> _AIM_
Count the lines in the rows below that contain the string "satellite", and reply with only that number.

> _TASK MATERIAL_

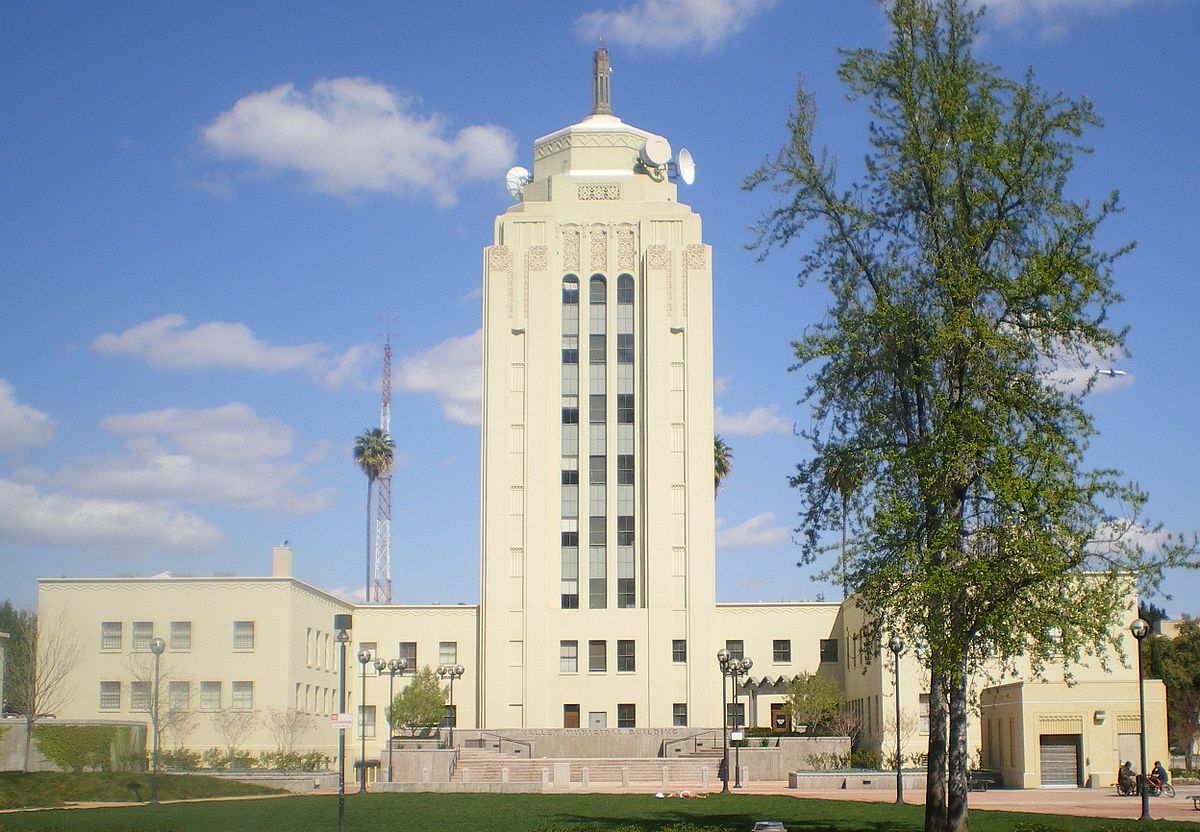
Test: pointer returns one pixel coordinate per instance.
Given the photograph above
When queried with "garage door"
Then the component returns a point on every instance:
(1060, 759)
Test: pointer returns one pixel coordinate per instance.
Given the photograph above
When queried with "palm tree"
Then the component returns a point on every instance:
(723, 459)
(373, 454)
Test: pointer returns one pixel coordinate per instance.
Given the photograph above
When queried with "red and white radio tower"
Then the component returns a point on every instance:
(383, 494)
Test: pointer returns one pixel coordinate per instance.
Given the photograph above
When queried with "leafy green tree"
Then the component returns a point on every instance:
(723, 461)
(960, 276)
(373, 453)
(814, 701)
(421, 704)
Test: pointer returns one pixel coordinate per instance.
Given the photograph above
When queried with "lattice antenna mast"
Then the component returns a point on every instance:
(383, 494)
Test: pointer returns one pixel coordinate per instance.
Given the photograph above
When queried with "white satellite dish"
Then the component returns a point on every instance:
(685, 166)
(654, 153)
(516, 179)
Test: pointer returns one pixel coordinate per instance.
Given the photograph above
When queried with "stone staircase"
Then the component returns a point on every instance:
(487, 766)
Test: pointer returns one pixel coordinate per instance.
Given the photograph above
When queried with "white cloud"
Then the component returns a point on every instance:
(21, 424)
(757, 422)
(167, 343)
(226, 455)
(453, 371)
(353, 136)
(757, 532)
(29, 516)
(672, 24)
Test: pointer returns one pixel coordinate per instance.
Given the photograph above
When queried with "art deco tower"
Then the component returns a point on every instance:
(597, 524)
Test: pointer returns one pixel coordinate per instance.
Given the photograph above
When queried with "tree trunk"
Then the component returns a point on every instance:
(959, 756)
(935, 770)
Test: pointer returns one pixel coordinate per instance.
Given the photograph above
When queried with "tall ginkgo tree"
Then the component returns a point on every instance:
(373, 453)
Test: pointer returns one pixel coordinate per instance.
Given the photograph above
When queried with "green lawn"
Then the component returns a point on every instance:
(528, 813)
(18, 790)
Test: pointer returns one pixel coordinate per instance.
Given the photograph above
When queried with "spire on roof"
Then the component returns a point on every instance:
(601, 88)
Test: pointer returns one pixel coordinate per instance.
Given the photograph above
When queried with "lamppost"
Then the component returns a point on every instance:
(394, 666)
(723, 659)
(1140, 629)
(895, 644)
(453, 671)
(738, 668)
(342, 623)
(156, 647)
(364, 659)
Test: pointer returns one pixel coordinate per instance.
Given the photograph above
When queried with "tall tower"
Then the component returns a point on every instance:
(598, 574)
(382, 572)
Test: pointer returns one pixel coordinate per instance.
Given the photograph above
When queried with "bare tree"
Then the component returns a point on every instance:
(285, 725)
(233, 726)
(42, 658)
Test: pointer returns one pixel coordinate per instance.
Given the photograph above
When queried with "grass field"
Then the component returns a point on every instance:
(528, 813)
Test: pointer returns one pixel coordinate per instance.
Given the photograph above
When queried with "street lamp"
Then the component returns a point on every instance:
(342, 623)
(453, 671)
(1140, 629)
(723, 659)
(364, 659)
(895, 645)
(156, 647)
(738, 668)
(394, 666)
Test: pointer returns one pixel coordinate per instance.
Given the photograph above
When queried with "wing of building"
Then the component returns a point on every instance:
(598, 610)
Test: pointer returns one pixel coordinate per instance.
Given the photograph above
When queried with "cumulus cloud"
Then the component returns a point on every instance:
(21, 425)
(672, 24)
(453, 371)
(756, 422)
(757, 532)
(167, 342)
(349, 136)
(29, 516)
(226, 455)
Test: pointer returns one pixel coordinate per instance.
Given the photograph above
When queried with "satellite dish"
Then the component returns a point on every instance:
(654, 153)
(685, 166)
(516, 179)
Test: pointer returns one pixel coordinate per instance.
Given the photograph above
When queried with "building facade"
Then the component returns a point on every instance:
(598, 605)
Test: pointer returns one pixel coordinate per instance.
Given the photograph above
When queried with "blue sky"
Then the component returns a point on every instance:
(211, 215)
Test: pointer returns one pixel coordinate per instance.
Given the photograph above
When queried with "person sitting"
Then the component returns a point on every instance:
(1127, 779)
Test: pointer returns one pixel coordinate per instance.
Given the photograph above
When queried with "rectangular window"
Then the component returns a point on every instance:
(625, 408)
(180, 635)
(679, 651)
(624, 347)
(243, 696)
(781, 651)
(109, 695)
(598, 657)
(366, 722)
(111, 635)
(568, 657)
(244, 635)
(828, 650)
(627, 658)
(143, 632)
(210, 695)
(139, 695)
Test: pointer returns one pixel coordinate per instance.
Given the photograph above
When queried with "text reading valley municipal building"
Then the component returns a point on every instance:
(598, 624)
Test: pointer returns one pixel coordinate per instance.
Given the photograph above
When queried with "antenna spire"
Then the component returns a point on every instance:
(601, 88)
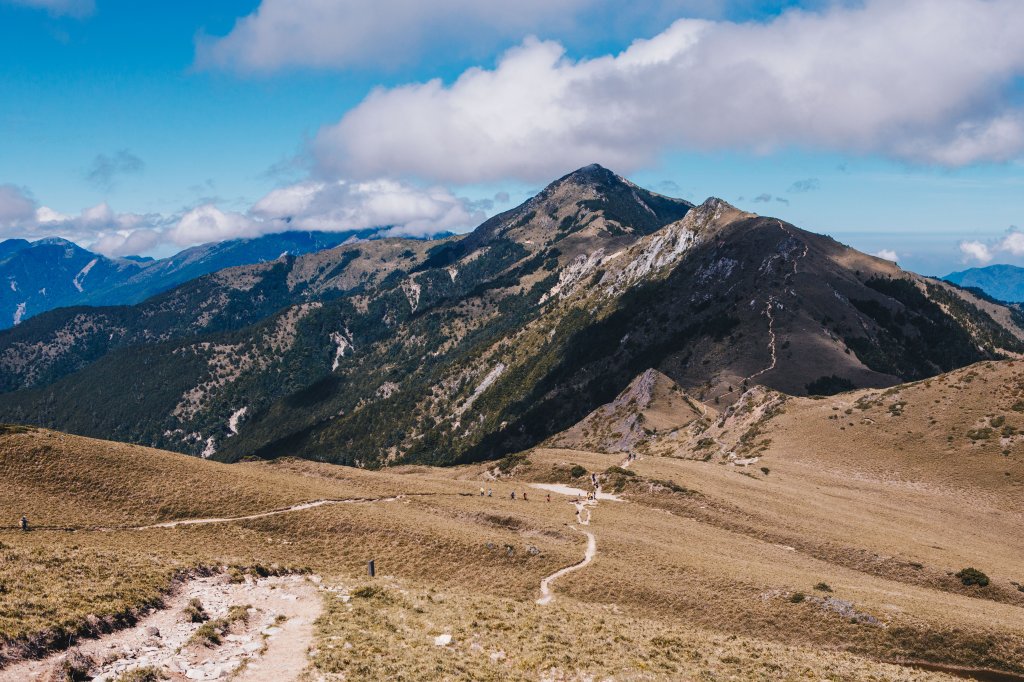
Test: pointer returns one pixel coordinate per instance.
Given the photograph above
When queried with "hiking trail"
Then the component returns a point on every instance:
(271, 645)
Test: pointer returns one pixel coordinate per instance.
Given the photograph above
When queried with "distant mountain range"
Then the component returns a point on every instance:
(475, 346)
(1005, 283)
(36, 276)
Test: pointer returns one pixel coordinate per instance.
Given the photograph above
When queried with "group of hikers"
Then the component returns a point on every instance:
(489, 493)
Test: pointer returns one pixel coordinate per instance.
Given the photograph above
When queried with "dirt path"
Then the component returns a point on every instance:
(288, 651)
(769, 311)
(582, 506)
(271, 644)
(275, 512)
(546, 594)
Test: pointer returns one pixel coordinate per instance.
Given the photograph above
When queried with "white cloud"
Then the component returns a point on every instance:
(336, 206)
(127, 243)
(899, 79)
(209, 223)
(976, 251)
(984, 253)
(58, 7)
(373, 33)
(339, 206)
(1013, 243)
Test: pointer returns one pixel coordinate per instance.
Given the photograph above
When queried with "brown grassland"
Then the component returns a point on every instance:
(834, 551)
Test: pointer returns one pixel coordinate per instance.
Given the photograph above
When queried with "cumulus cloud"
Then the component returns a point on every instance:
(77, 8)
(897, 79)
(978, 251)
(809, 184)
(104, 169)
(1013, 244)
(985, 252)
(127, 243)
(403, 209)
(373, 33)
(339, 206)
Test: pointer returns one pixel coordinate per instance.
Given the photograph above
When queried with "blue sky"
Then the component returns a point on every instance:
(144, 127)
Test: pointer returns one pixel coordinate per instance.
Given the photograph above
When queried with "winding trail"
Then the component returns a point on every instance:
(225, 519)
(582, 506)
(769, 307)
(546, 594)
(275, 512)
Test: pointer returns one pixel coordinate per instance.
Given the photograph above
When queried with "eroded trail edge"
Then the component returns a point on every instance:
(270, 642)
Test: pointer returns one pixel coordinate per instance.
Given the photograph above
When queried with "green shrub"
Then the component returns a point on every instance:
(196, 612)
(75, 667)
(212, 633)
(147, 674)
(369, 592)
(980, 434)
(972, 576)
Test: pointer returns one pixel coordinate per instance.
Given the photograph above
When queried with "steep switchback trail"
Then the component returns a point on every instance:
(546, 594)
(581, 507)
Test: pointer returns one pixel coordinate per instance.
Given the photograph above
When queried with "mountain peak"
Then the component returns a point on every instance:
(593, 175)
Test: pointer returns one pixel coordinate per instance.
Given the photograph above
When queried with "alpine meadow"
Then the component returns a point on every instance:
(399, 395)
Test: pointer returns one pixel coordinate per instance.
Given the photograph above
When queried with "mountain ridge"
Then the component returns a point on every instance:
(473, 347)
(1003, 282)
(54, 272)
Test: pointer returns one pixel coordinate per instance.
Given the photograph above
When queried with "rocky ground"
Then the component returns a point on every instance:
(270, 642)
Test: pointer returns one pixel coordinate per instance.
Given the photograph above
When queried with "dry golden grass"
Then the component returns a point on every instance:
(696, 574)
(388, 630)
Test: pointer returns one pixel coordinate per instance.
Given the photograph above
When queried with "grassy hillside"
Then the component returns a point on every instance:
(780, 538)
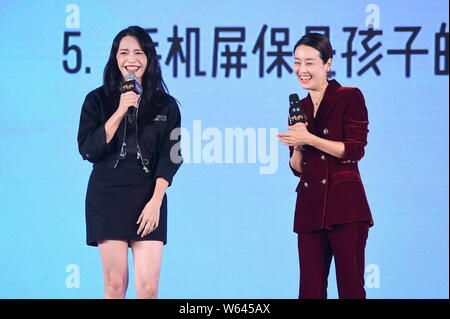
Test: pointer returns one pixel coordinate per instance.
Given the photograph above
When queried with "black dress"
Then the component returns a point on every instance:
(116, 197)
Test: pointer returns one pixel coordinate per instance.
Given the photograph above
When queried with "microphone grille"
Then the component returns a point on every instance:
(130, 76)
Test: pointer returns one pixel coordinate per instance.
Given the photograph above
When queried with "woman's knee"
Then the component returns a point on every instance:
(115, 284)
(147, 290)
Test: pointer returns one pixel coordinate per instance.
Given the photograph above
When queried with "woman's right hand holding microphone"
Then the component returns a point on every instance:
(128, 99)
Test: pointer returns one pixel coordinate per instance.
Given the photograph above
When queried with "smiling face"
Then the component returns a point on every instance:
(131, 58)
(309, 68)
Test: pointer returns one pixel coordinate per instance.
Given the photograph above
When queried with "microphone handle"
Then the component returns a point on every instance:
(131, 114)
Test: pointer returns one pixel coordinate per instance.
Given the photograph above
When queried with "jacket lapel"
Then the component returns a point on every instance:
(326, 104)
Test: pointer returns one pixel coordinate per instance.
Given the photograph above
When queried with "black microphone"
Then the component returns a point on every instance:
(131, 84)
(296, 113)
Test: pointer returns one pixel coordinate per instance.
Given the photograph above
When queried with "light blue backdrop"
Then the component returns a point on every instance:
(230, 226)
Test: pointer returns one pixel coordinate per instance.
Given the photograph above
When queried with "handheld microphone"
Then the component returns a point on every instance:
(296, 113)
(131, 84)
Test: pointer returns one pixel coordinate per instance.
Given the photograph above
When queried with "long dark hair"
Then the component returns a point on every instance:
(319, 42)
(152, 82)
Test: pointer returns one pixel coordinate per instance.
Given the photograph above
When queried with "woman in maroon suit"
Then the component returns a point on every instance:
(332, 215)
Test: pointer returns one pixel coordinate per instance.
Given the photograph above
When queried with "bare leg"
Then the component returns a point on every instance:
(114, 255)
(147, 257)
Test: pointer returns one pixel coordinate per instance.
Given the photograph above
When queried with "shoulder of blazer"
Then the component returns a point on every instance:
(349, 91)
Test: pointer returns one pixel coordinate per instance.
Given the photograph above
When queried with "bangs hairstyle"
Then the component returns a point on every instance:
(152, 82)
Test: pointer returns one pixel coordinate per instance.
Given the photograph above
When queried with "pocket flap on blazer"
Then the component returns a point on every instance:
(346, 176)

> _FULL ANSWER_
2